[BEGIN Stored rows]

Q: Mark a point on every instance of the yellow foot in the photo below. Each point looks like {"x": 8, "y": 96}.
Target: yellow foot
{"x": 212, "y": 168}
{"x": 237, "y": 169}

[END Stored rows]
[BEGIN Stored rows]

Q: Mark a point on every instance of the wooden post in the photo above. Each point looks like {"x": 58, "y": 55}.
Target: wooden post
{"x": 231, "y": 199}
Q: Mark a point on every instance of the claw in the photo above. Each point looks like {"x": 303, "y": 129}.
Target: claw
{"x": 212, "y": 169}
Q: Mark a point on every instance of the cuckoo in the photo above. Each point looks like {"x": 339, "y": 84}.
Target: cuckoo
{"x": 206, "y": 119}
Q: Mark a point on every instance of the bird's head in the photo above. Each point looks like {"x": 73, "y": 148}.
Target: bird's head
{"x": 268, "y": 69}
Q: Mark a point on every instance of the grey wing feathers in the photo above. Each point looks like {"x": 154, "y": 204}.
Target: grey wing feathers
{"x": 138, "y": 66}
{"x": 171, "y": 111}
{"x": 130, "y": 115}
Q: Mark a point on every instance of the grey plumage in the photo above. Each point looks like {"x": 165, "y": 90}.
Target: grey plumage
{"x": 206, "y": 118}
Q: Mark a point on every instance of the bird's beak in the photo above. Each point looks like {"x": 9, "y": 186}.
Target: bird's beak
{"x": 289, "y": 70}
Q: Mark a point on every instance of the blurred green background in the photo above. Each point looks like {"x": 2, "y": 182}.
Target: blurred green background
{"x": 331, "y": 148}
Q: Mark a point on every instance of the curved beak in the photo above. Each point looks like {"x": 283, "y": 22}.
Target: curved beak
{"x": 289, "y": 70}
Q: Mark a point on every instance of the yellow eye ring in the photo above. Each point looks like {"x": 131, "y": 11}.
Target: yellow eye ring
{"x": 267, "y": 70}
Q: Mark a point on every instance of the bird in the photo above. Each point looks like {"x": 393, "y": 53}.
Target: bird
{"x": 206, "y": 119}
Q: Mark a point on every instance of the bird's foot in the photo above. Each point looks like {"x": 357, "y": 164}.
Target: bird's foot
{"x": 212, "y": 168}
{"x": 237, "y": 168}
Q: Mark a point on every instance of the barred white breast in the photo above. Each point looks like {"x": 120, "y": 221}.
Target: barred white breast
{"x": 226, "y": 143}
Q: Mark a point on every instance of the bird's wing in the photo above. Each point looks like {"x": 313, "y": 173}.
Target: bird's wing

[END Stored rows]

» **Task to carry out**
Copy the lines of the records verbatim, beginning at the line that contains "Q: Mark a point on every instance of the barred" and stopping after the line that contains "Target: bird's wing".

» **Response for this exercise**
Q: Mark a point on every instance of the barred white breast in the photo above. Each point looks like {"x": 120, "y": 221}.
Target: barred white breast
{"x": 226, "y": 143}
Q: Mark a point on every instance of the bird's wing in the photo above. Each point looks like {"x": 313, "y": 173}.
Target: bird's wing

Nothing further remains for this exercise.